RE: Data is copied twice when specifying both child and parent table in publication

From: "shiy(dot)fnst(at)fujitsu(dot)com" <shiy(dot)fnst(at)fujitsu(dot)com>
To: Jacob Champion <jchampion(at)timescale(dot)com>, Amit Kapila <amit(dot)kapila16(at)gmail(dot)com>
Cc: "wangw(dot)fnst(at)fujitsu(dot)com" <wangw(dot)fnst(at)fujitsu(dot)com>, Andres Freund <andres(at)anarazel(dot)de>, vignesh C <vignesh21(at)gmail(dot)com>, Peter Smith <smithpb2250(at)gmail(dot)com>, "Takamichi Osumi (Fujitsu)" <osumi(dot)takamichi(at)fujitsu(dot)com>, "houzj(dot)fnst(at)fujitsu(dot)com" <houzj(dot)fnst(at)fujitsu(dot)com>, Amit Langote <amitlangote09(at)gmail(dot)com>, Peter Eisentraut <peter(dot)eisentraut(at)enterprisedb(dot)com>, "pgsql-hackers(at)lists(dot)postgresql(dot)org" <pgsql-hackers(at)lists(dot)postgresql(dot)org>, Dilip Kumar <dilipbalaut(at)gmail(dot)com>, Greg Nancarrow <gregn4422(at)gmail(dot)com>
Subject: RE: Data is copied twice when specifying both child and parent table in publication
Date: 2023-03-31 10:04:10
Message-ID: OSZPR01MB6310829049C935E1F8D5344FFD8F9@OSZPR01MB6310.jpnprd01.prod.outlook.com
Views: Raw Message | Whole Thread | Download mbox | Resend email
Thread:
Lists: pgsql-hackers

On Fri, Mar 31, 2023 2:16 AM Jacob Champion <jchampion(at)timescale(dot)com> wrote:
>
> On Wed, Mar 29, 2023 at 2:00 AM Amit Kapila <amit(dot)kapila16(at)gmail(dot)com>
> wrote:
> > Pushed.
>
> While rebasing my logical-roots patch over the top of this, I ran into
> another situation where mixed viaroot settings can duplicate data. The
> key idea is to subscribe to two publications with mixed settings, as
> before, and add a partition root that's already been replicated with
> viaroot=false to the other publication with viaroot=true.
>
> pub=# CREATE TABLE part (a int) PARTITION BY RANGE (a);
> pub=# CREATE PUBLICATION pub_all FOR ALL TABLES;
> pub=# CREATE PUBLICATION pub_other FOR TABLE other WITH
> (publish_via_partition_root);
> -- populate with data, then switch to subscription side
> sub=# CREATE SUBSCRIPTION sub CONNECTION ... PUBLICATION pub_all,
> pub_other;
> -- switch back to publication
> pub=# ALTER PUBLICATION pub_other ADD TABLE part;
> -- and back to subscription
> sub=# ALTER SUBSCRIPTION sub REFRESH PUBLICATION;
> -- data is now duplicated
>
> (Standalone reproduction attached.)
--------------------------------
AIM. Extend the mailing-list message about data copied twice in publications, picking up right after its last line.
--------------------------------
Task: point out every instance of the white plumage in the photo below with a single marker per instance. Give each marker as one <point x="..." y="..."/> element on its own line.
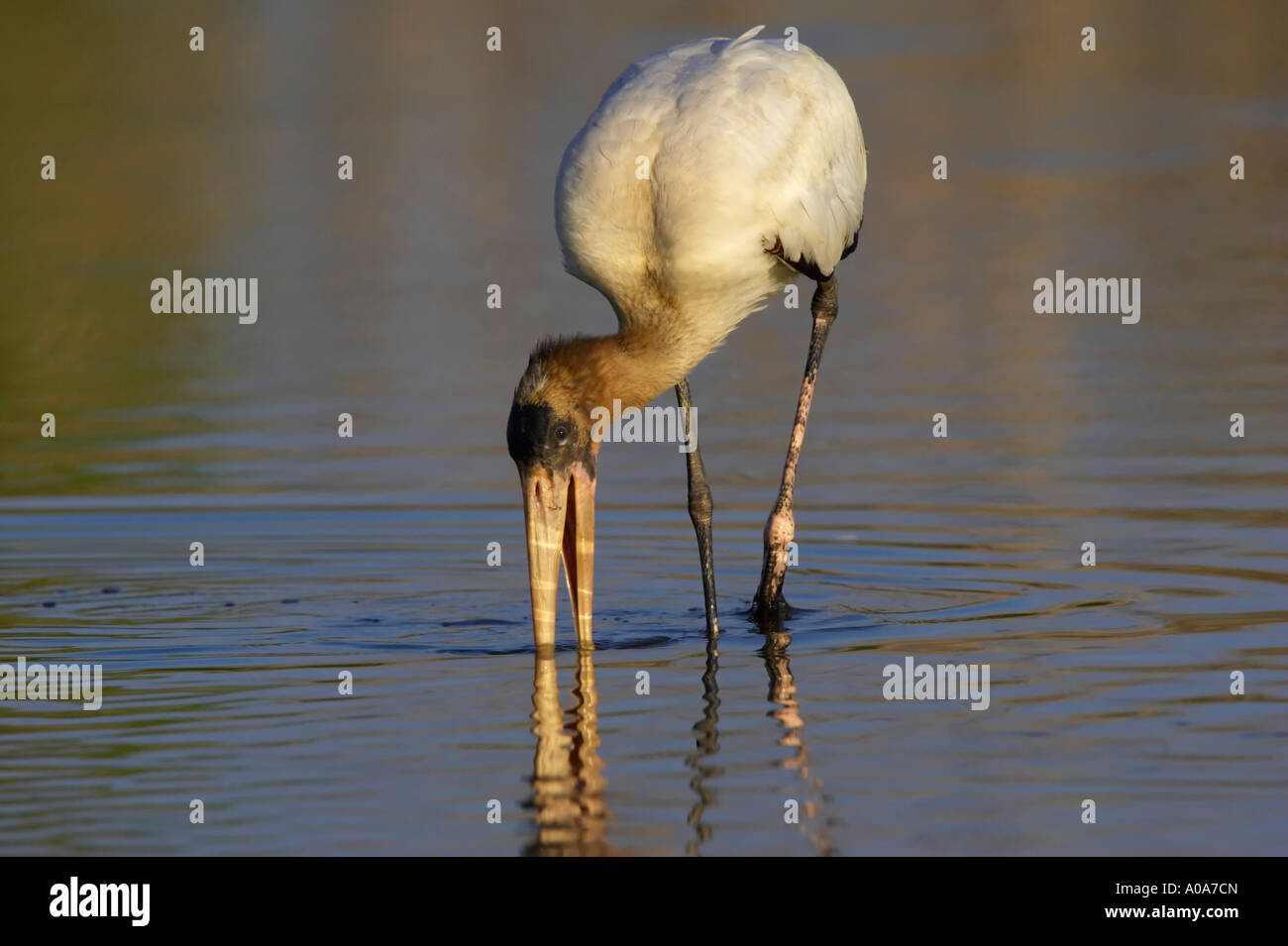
<point x="750" y="150"/>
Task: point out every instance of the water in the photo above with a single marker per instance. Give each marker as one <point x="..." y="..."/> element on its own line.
<point x="369" y="555"/>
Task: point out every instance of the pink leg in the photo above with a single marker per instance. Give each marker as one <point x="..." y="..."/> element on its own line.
<point x="769" y="605"/>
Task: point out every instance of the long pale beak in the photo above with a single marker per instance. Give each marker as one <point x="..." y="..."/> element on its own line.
<point x="559" y="516"/>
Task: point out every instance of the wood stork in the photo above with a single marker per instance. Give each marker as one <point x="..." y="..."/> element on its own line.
<point x="755" y="170"/>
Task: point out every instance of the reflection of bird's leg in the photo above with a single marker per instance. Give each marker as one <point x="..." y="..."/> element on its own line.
<point x="707" y="745"/>
<point x="587" y="765"/>
<point x="782" y="691"/>
<point x="699" y="506"/>
<point x="768" y="605"/>
<point x="552" y="775"/>
<point x="567" y="778"/>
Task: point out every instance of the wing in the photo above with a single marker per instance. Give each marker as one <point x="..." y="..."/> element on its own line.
<point x="702" y="166"/>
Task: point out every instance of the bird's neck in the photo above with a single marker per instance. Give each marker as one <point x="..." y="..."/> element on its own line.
<point x="631" y="367"/>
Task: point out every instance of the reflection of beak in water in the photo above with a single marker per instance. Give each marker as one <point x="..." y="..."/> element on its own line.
<point x="782" y="691"/>
<point x="708" y="744"/>
<point x="567" y="773"/>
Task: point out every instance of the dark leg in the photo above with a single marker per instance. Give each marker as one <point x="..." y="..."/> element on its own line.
<point x="699" y="510"/>
<point x="768" y="605"/>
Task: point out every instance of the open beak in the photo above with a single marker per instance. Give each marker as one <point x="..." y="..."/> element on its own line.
<point x="559" y="516"/>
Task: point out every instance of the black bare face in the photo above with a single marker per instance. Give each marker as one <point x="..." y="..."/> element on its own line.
<point x="536" y="435"/>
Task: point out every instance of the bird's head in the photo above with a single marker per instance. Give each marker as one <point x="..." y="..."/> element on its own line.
<point x="550" y="442"/>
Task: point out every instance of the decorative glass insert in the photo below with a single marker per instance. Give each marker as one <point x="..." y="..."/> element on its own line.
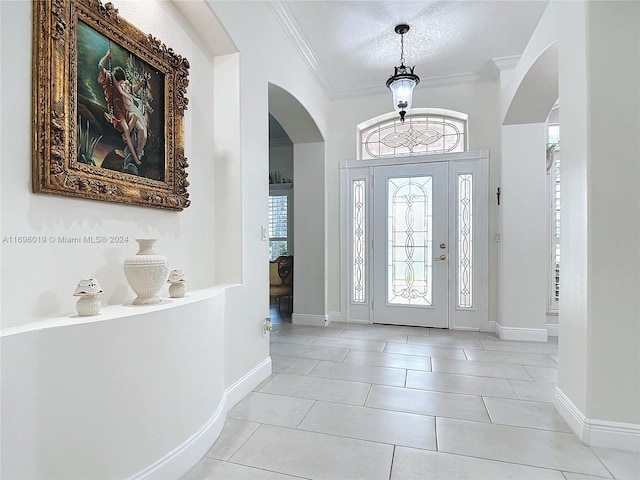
<point x="409" y="240"/>
<point x="359" y="241"/>
<point x="278" y="228"/>
<point x="465" y="240"/>
<point x="418" y="135"/>
<point x="555" y="240"/>
<point x="553" y="170"/>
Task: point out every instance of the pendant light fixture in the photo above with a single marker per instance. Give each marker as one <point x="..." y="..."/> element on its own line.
<point x="403" y="81"/>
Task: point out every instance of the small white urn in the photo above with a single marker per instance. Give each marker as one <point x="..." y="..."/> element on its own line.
<point x="146" y="272"/>
<point x="178" y="284"/>
<point x="88" y="304"/>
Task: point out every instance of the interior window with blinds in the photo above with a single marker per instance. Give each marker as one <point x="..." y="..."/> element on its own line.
<point x="278" y="225"/>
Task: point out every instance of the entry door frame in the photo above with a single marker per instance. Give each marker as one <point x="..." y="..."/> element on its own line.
<point x="476" y="163"/>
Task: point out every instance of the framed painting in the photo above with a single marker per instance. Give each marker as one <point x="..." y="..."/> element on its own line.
<point x="108" y="108"/>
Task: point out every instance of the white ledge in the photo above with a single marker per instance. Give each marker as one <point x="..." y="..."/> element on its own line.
<point x="112" y="312"/>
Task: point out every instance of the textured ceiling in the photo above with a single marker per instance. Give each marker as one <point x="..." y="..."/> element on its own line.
<point x="352" y="46"/>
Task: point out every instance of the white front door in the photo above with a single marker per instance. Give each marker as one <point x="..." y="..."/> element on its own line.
<point x="410" y="253"/>
<point x="415" y="241"/>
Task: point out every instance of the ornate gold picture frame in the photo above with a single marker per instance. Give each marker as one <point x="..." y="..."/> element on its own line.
<point x="108" y="108"/>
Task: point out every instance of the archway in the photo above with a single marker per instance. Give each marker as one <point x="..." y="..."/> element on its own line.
<point x="309" y="305"/>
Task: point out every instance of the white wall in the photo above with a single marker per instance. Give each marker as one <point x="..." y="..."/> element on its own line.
<point x="524" y="233"/>
<point x="184" y="237"/>
<point x="113" y="398"/>
<point x="146" y="380"/>
<point x="479" y="101"/>
<point x="309" y="303"/>
<point x="599" y="330"/>
<point x="266" y="58"/>
<point x="281" y="160"/>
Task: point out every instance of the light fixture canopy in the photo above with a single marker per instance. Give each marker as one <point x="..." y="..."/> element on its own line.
<point x="403" y="81"/>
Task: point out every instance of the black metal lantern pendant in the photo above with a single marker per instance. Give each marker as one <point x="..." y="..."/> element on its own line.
<point x="403" y="81"/>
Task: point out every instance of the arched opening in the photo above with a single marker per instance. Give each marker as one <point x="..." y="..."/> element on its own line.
<point x="524" y="215"/>
<point x="306" y="199"/>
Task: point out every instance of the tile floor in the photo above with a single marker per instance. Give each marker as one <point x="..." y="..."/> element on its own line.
<point x="384" y="402"/>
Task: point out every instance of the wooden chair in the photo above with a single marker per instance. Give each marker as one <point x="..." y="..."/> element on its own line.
<point x="281" y="279"/>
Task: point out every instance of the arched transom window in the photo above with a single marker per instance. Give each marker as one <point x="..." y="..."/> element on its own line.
<point x="424" y="131"/>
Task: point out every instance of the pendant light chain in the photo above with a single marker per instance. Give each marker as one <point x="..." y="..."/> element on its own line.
<point x="403" y="81"/>
<point x="110" y="78"/>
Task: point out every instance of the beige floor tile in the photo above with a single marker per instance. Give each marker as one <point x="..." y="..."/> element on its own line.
<point x="350" y="343"/>
<point x="315" y="388"/>
<point x="580" y="476"/>
<point x="520" y="347"/>
<point x="428" y="403"/>
<point x="233" y="435"/>
<point x="309" y="351"/>
<point x="360" y="373"/>
<point x="348" y="325"/>
<point x="395" y="428"/>
<point x="480" y="369"/>
<point x="375" y="334"/>
<point x="543" y="374"/>
<point x="623" y="465"/>
<point x="466" y="384"/>
<point x="272" y="409"/>
<point x="390" y="360"/>
<point x="521" y="413"/>
<point x="446" y="341"/>
<point x="409" y="463"/>
<point x="536" y="359"/>
<point x="534" y="391"/>
<point x="426" y="350"/>
<point x="527" y="446"/>
<point x="315" y="455"/>
<point x="292" y="365"/>
<point x="211" y="469"/>
<point x="291" y="338"/>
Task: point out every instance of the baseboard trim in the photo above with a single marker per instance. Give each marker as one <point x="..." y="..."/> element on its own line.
<point x="522" y="334"/>
<point x="309" y="319"/>
<point x="243" y="387"/>
<point x="597" y="433"/>
<point x="182" y="459"/>
<point x="179" y="461"/>
<point x="335" y="317"/>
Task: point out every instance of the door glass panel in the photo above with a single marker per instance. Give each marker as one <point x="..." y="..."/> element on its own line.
<point x="465" y="240"/>
<point x="359" y="241"/>
<point x="409" y="240"/>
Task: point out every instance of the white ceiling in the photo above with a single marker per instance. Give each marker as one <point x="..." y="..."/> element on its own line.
--------------------------------
ANSWER TO THIS TASK.
>
> This is similar to what happens if you alter the
> publish_via_partition_root setting for an existing publication, but
> I'd argue it's easier to hit by accident. Is this part of the same
> class of bugs, or is it different (or even expected) behavior?
>

I noticed that a similar problem has been discussed in this thread, see [1] [2]
[3] [4]. It seems complicated to fix it if we want to automatically skip tables
that have been synchronized previously by code, and this may overkill in some
cases (e.g. The target table in subscriber is not a partitioned table, and the
user want to synchronize all data in the partitioned table from the publisher).
Besides, it seems not a common case. So I'm not sure we should fix it. Maybe we
can just add some documentation for it as Peter mentioned.

[1] https://www.postgresql.org/message-id/CAJcOf-eQR_%3Dq0f4ZVHd342QdLvBd_995peSr4xCU05hrS3TeTg%40mail.gmail.com
[2] https://www.postgresql.org/message-id/OS0PR01MB5716C756312959F293A822C794869%40OS0PR01MB5716.jpnprd01.prod.outlook.com (the second issue in it)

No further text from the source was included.